## Short problem
Retype, without changing a character, the lines from the one holding "Where exactly is the pink" through the one holding "333,122 -> 352,137", including both of those lines.
* Begin Records for this exercise *
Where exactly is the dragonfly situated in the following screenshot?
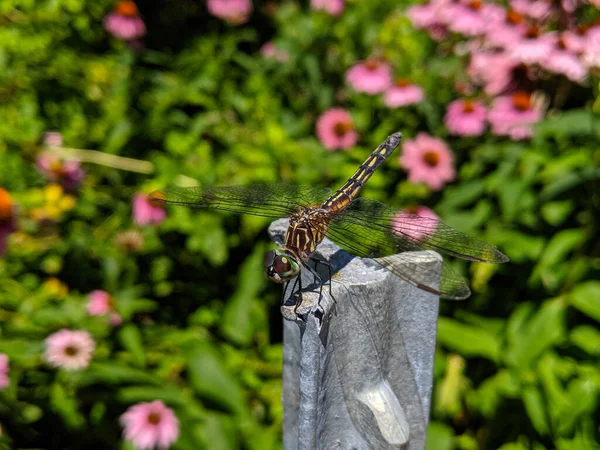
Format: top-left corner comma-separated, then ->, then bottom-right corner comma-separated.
150,133 -> 508,306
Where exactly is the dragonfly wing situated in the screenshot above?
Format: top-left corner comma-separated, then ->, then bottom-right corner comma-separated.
150,183 -> 331,217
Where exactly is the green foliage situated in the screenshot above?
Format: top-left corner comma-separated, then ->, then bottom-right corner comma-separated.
0,0 -> 600,450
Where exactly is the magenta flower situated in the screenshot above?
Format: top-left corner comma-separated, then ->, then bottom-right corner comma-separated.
87,290 -> 123,326
488,91 -> 542,140
392,206 -> 440,241
310,0 -> 344,17
44,328 -> 96,370
132,194 -> 167,226
0,353 -> 10,391
0,187 -> 17,256
121,400 -> 179,450
346,58 -> 392,95
206,0 -> 252,25
444,99 -> 487,136
400,133 -> 456,190
35,152 -> 85,192
383,79 -> 425,108
104,0 -> 146,41
316,108 -> 358,150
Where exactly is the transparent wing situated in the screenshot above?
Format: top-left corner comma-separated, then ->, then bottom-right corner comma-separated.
328,198 -> 508,300
149,183 -> 331,217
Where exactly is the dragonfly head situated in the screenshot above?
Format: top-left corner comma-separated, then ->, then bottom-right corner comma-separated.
265,250 -> 300,283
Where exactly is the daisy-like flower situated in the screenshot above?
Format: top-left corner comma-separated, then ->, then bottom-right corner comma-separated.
0,187 -> 17,256
392,206 -> 440,241
509,26 -> 555,65
488,91 -> 542,140
444,99 -> 487,136
44,328 -> 96,370
0,353 -> 10,391
400,133 -> 456,190
346,58 -> 392,95
383,78 -> 425,108
121,400 -> 179,450
310,0 -> 344,17
87,289 -> 123,326
132,194 -> 167,226
206,0 -> 252,25
104,0 -> 146,41
316,108 -> 358,150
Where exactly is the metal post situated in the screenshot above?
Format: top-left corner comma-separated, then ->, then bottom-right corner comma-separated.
269,219 -> 442,450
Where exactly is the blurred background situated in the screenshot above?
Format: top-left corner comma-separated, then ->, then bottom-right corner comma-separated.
0,0 -> 600,450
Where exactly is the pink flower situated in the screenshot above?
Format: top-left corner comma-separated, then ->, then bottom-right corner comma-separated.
400,133 -> 456,190
393,206 -> 440,241
206,0 -> 252,25
87,290 -> 123,326
444,99 -> 487,136
346,58 -> 392,95
317,108 -> 358,150
383,79 -> 424,108
104,0 -> 146,41
44,328 -> 96,370
260,41 -> 290,62
310,0 -> 344,17
132,194 -> 167,226
488,91 -> 542,140
35,152 -> 85,192
121,400 -> 179,450
0,187 -> 17,256
0,353 -> 10,391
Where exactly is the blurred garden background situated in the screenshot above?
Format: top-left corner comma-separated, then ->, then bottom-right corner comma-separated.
0,0 -> 600,450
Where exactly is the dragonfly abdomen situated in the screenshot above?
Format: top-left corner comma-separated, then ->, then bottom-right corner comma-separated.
321,133 -> 402,212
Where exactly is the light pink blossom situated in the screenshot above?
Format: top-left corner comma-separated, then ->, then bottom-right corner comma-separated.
316,108 -> 358,150
346,58 -> 392,95
121,400 -> 179,450
132,194 -> 167,226
444,99 -> 487,136
0,353 -> 10,391
392,206 -> 440,241
206,0 -> 252,25
310,0 -> 344,17
400,133 -> 456,190
488,91 -> 542,140
383,79 -> 425,108
44,328 -> 96,370
87,290 -> 123,326
104,0 -> 146,41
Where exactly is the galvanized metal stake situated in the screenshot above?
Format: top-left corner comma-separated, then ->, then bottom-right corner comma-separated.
269,219 -> 442,450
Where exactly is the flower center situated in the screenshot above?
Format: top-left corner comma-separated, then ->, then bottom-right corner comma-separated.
115,0 -> 138,17
148,413 -> 160,425
513,91 -> 531,111
65,345 -> 79,356
423,150 -> 440,167
333,122 -> 352,137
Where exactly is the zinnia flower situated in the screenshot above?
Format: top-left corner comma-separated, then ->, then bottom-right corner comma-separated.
0,187 -> 17,256
392,206 -> 440,241
346,58 -> 392,95
206,0 -> 252,25
132,194 -> 167,226
87,290 -> 123,325
488,91 -> 542,140
317,108 -> 358,150
444,99 -> 487,136
0,353 -> 10,391
400,133 -> 456,190
44,328 -> 96,370
310,0 -> 344,17
104,0 -> 146,41
383,79 -> 425,108
121,400 -> 179,450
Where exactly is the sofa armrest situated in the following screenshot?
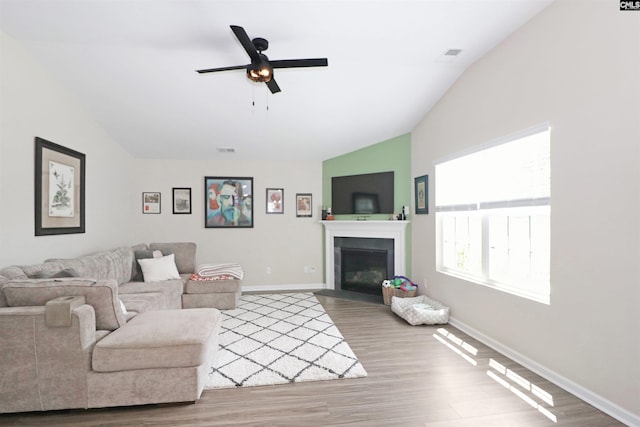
* End Records for this exercise *
## Output
Where exactly is the pink flower situated in the screenshot above?
Format: top-left corner comma-separated, then ->, then bottom-right corner comma-separated.
400,133 -> 456,190
393,206 -> 440,241
206,0 -> 252,25
87,290 -> 123,326
444,99 -> 487,136
346,58 -> 392,95
317,108 -> 358,150
383,79 -> 424,108
104,0 -> 146,41
44,328 -> 96,370
260,41 -> 290,62
310,0 -> 344,17
132,194 -> 167,226
488,91 -> 542,140
35,152 -> 85,192
121,400 -> 179,450
0,187 -> 17,256
0,353 -> 10,391
Where exactly is the blurred garden background situated in the screenshot above?
Format: top-left corner comma-separated, then ->, then bottom-right corner comma-separated.
0,0 -> 600,450
Where exactly is the dragonfly abdomen situated in the screenshot above?
Format: top-left corner comma-separated, then ->, then bottom-right corner comma-separated.
321,133 -> 402,212
Where exactly is the light pink blossom situated in the screenshot above?
Format: top-left corner comma-separated, then ->, then bottom-right corner comma-separated.
316,108 -> 358,150
346,58 -> 392,95
121,400 -> 179,450
132,194 -> 167,226
444,99 -> 487,136
0,353 -> 10,391
392,206 -> 440,241
206,0 -> 252,25
310,0 -> 344,17
400,133 -> 456,190
488,91 -> 542,140
383,79 -> 425,108
44,328 -> 96,370
87,290 -> 123,326
104,0 -> 146,41
Where exactly is the galvanized metal stake situated in the screenshot above?
Format: top-left corner comma-separated, then ->, then bottom-right corner comma-separated.
269,219 -> 442,450
Where exactly is the flower center situated in the screenshot above?
Format: top-left corner comma-separated, then ->, then bottom-right corner comma-separated.
115,0 -> 138,17
148,413 -> 160,425
513,91 -> 531,111
65,345 -> 79,356
423,150 -> 440,167
333,122 -> 352,137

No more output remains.